----- Data supplied -----

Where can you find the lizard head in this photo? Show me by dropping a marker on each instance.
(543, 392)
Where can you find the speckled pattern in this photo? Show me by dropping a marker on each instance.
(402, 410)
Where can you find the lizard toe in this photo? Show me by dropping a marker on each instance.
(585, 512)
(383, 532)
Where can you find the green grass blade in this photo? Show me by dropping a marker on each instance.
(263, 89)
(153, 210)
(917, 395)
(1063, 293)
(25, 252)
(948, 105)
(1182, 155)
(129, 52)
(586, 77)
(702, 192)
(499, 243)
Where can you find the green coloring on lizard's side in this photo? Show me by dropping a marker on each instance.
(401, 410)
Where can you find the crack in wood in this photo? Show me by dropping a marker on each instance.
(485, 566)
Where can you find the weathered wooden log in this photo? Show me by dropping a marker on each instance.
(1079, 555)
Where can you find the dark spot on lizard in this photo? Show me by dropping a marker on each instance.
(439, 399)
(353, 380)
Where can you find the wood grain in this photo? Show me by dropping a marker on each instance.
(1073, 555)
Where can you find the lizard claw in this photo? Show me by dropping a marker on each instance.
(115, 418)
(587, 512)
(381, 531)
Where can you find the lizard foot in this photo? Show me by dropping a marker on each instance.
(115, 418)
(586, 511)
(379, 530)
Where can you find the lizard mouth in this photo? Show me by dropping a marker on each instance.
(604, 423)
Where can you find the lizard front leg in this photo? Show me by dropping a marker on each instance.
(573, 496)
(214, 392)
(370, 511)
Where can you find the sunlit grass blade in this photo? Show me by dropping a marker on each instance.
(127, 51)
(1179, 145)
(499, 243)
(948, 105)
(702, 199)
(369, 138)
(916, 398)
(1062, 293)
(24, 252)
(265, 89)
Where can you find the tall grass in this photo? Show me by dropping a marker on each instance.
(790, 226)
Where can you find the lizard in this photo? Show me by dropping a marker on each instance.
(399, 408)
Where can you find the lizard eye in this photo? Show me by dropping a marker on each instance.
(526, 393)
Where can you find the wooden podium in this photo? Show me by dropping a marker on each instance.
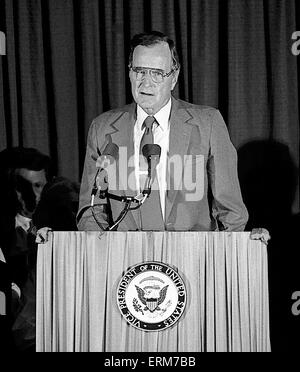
(225, 275)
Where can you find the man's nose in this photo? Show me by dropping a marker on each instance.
(147, 80)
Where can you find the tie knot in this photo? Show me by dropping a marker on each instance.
(148, 123)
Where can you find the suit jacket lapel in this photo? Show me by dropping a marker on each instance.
(180, 133)
(122, 133)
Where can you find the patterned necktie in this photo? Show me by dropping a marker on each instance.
(151, 215)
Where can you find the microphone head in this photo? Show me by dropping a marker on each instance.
(151, 150)
(111, 149)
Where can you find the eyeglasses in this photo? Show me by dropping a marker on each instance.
(156, 75)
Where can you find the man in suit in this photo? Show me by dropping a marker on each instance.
(195, 187)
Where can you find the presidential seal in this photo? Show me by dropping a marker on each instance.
(151, 296)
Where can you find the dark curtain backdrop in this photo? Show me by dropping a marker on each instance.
(67, 62)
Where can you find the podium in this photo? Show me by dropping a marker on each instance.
(225, 276)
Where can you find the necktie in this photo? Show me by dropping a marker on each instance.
(151, 216)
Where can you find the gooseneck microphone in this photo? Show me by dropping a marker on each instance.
(152, 153)
(108, 156)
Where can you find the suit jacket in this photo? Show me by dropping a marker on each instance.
(203, 194)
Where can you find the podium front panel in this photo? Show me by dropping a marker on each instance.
(226, 279)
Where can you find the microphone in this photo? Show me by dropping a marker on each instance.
(152, 153)
(109, 155)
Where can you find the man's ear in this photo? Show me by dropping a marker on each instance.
(175, 78)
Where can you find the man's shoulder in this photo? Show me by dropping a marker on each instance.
(200, 109)
(113, 114)
(204, 116)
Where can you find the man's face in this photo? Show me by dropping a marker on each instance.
(152, 96)
(30, 186)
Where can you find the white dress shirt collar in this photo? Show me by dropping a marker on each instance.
(162, 116)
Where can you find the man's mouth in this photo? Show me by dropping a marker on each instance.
(146, 94)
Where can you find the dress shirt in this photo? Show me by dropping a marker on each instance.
(161, 133)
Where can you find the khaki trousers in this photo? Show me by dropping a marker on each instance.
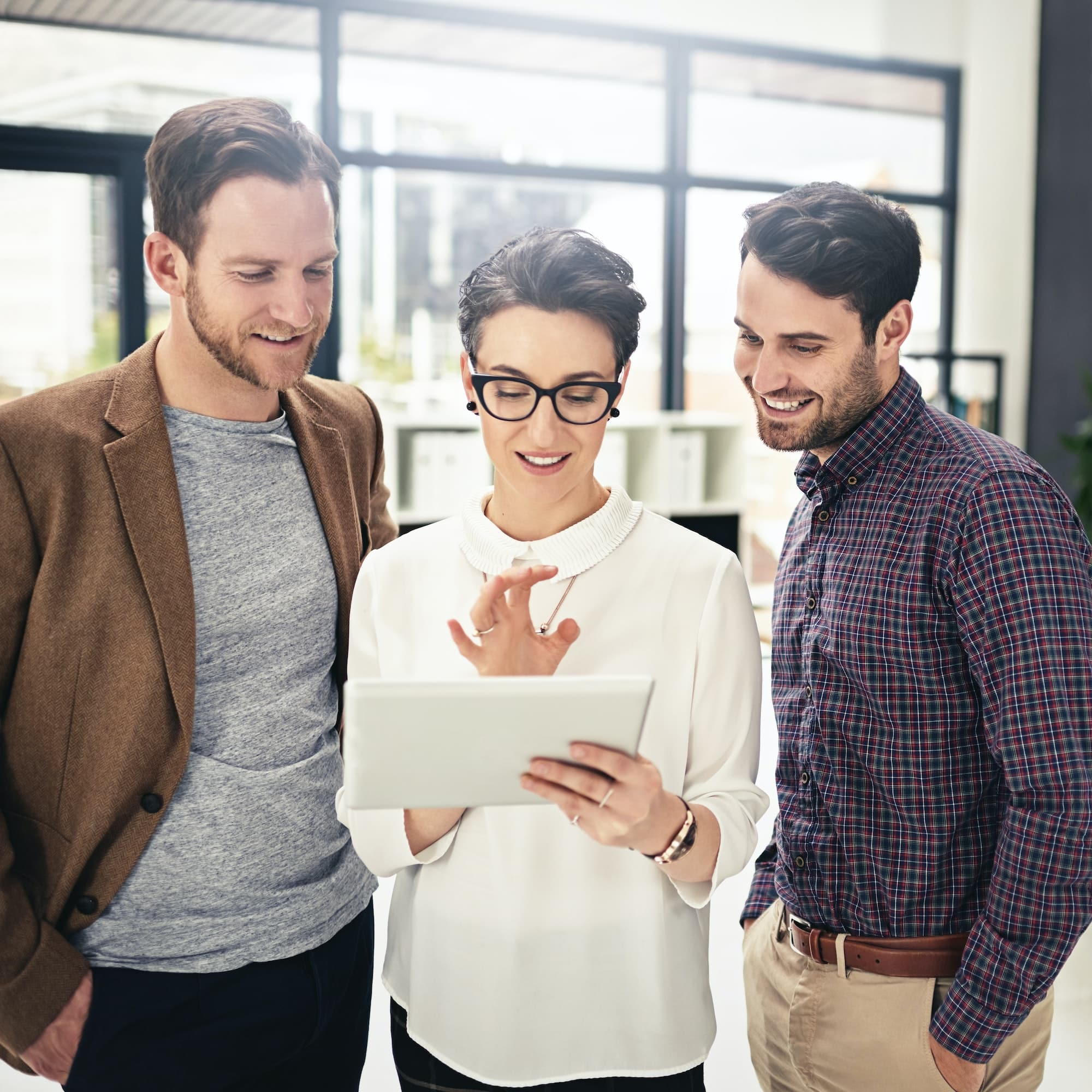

-----

**Given request**. Scale the stretch from the row containing "Where can you find the white" through the last of the rows, both ends included. Repeat every row, requests too, but multiply each marker coordinate by 2.15 and round it to a whole number, with halves going up. Leave out the pictures and give only these rows.

**Written response**.
Where can you find the white dress shirt collar in this photo? Show me by dropping a marker on each instance.
(348, 249)
Where can you find the man's mouth in this photo? Show me by dropping a marker on each instance.
(314, 202)
Where can you find the dress shirt in this photo? Show me by dropping a marker on each instance.
(346, 286)
Where can you find the khaki trousers in this photo? Show me by dropping a marker on each instance.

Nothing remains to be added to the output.